[Consigne 1]: Renvoyez toutes les lignes des enregistrements où figure la chaîne « antelope ».

Marianne Mispelaëre, Pour toi, sans toi : contre toi, vue de l’exposition personnelle Faire connaissances, Centre d’art Ygrec-ENSAPC, 2024
Après la journée d’étude, « faire-lecture, gestes de lecture dans le champ des arts » qui s’est tenue à Bordeaux en novembre 2024, l’exploration d’une approche matérielle et matérialiste de la lecture se focalisera cette fois sur l’incidence des espaces environnants. On fera l’hypothèse que les lieux, les atmosphères et les situations produisent des effets de lecture spécifiques. C’est l’idée d’une lecture située, atmosphérique, ancrée dans des lieux, qui sera interrogée, et cela dans une perspective qui couvrira aussi bien les textes narratifs, dramatiques, épistolaire, informatifs, argumentatifs (romans, essais, publications d’artistes, journaux, lettres, traités, affiches, tracts, partitions etc.) dans des pratiques artistiques ou non, dès lors qu’elles s’engagent dans une expérience esthétique, présentent une dimension expérimentale faisant du lieu, de l’atmosphère et de la situation des paramètres ou des facteurs de lecture. On pense ici aux lieux clos dédiés à la lecture comme les cabinets de lecture, les bibliothèques, les installations artistiques (Reading Rooms de Siah Armajani, Tapis de lecture de Dominique Foster Gonzales où sont dispersés des livres invitant les visiteurs à consulter un choix d’œuvres, The Martha Rosler Library, qui met disposition du public 7 500 volumes issus de la collection privée de l’artiste, dans des institutions artistiques, des écoles et des bibliothèques) mais aussi aux bibliothèques de rue – celles du projet ATD Quart Monde – à ciel ouvert, aux lectures solitaires ou collectives, privées ou publiques, silencieuses ou à voix haute.

[Données extraites]:
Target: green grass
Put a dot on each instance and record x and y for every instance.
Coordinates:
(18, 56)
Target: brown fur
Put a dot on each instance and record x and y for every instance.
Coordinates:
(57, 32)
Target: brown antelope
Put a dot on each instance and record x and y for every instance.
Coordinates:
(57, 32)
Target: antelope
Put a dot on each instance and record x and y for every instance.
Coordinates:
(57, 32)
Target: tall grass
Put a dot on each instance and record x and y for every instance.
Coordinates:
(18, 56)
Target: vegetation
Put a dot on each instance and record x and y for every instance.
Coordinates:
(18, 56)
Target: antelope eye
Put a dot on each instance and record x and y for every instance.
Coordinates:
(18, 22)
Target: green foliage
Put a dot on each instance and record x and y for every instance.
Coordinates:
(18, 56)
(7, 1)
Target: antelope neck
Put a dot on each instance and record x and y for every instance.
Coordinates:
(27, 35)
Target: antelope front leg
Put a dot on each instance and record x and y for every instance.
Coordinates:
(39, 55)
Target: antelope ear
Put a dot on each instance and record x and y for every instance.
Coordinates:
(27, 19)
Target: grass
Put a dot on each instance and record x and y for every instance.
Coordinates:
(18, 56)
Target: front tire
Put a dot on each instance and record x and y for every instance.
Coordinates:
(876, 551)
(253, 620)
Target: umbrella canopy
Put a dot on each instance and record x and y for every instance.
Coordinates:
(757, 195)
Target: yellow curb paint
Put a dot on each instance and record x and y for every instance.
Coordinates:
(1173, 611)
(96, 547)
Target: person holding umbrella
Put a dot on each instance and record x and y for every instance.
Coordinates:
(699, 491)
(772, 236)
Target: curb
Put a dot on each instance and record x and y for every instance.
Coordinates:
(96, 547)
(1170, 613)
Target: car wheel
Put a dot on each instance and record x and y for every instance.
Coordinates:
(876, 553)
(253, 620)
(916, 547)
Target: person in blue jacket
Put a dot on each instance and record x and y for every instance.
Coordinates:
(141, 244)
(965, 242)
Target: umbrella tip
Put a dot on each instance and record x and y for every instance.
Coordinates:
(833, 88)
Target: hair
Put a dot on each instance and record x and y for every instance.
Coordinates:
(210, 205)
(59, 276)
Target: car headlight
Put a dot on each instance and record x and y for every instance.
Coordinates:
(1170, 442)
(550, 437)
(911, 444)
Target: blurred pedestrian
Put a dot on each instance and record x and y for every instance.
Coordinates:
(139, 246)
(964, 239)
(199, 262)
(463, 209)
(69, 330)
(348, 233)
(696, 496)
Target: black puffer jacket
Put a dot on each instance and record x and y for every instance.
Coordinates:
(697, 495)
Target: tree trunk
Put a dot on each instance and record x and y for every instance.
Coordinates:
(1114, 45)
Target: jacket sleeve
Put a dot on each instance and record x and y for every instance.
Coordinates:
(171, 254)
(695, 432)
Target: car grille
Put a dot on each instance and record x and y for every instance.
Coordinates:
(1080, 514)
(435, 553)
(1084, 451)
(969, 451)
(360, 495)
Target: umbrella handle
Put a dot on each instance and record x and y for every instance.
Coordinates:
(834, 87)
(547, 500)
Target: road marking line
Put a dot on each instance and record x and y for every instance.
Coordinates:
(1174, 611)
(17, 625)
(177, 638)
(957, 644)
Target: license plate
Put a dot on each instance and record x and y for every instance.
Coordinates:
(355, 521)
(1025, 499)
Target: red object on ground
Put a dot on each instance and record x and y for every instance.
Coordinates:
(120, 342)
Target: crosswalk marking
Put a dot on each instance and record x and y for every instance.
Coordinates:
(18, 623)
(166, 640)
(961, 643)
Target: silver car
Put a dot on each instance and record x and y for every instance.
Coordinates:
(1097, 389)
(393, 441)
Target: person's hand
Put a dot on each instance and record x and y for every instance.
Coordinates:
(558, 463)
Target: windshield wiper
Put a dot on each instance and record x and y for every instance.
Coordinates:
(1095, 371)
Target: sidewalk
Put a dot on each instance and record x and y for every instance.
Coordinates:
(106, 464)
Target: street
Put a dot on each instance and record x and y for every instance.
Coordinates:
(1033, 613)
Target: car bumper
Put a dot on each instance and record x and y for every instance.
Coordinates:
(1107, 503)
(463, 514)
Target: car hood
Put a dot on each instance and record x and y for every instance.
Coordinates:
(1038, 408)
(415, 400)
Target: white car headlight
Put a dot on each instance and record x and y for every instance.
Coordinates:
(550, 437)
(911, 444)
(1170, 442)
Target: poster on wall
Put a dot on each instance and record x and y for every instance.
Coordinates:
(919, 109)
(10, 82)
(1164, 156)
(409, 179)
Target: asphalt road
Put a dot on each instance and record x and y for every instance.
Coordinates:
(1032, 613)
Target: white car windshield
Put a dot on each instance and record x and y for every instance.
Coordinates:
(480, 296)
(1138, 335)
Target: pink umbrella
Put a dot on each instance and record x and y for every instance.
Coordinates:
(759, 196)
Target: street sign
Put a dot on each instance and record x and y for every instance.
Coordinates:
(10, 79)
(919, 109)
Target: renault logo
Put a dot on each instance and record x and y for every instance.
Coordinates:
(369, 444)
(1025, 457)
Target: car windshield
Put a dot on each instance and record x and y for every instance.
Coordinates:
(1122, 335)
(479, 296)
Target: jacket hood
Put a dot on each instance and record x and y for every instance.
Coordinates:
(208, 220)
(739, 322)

[Consigne 2]: Prolongez le texte sur la lecture située dans les lieux à partir de sa dernière phrase.

[Résultat 1]:
Target: brown antelope
Target: antelope
Target: antelope eye
Target: antelope neck
Target: antelope front leg
Target: antelope ear

[Résultat 2]:
Si on ne lit pas des documents d’archives comme on lit un roman, une lettre, une recette de cuisine, une affiche ou un panneau publicitaire, lit-on de la même façon dans l’ambiance feutrée de lieux clos – la bibliothèque, le salon de lecture ou le bureau – comme on lit à l’air libre, dans la rue où s’exposent des affiches, des banderoles, où se distribuent des tracts lors des rassemblements ou des insurrections, dans un jardin public ou à la plage ?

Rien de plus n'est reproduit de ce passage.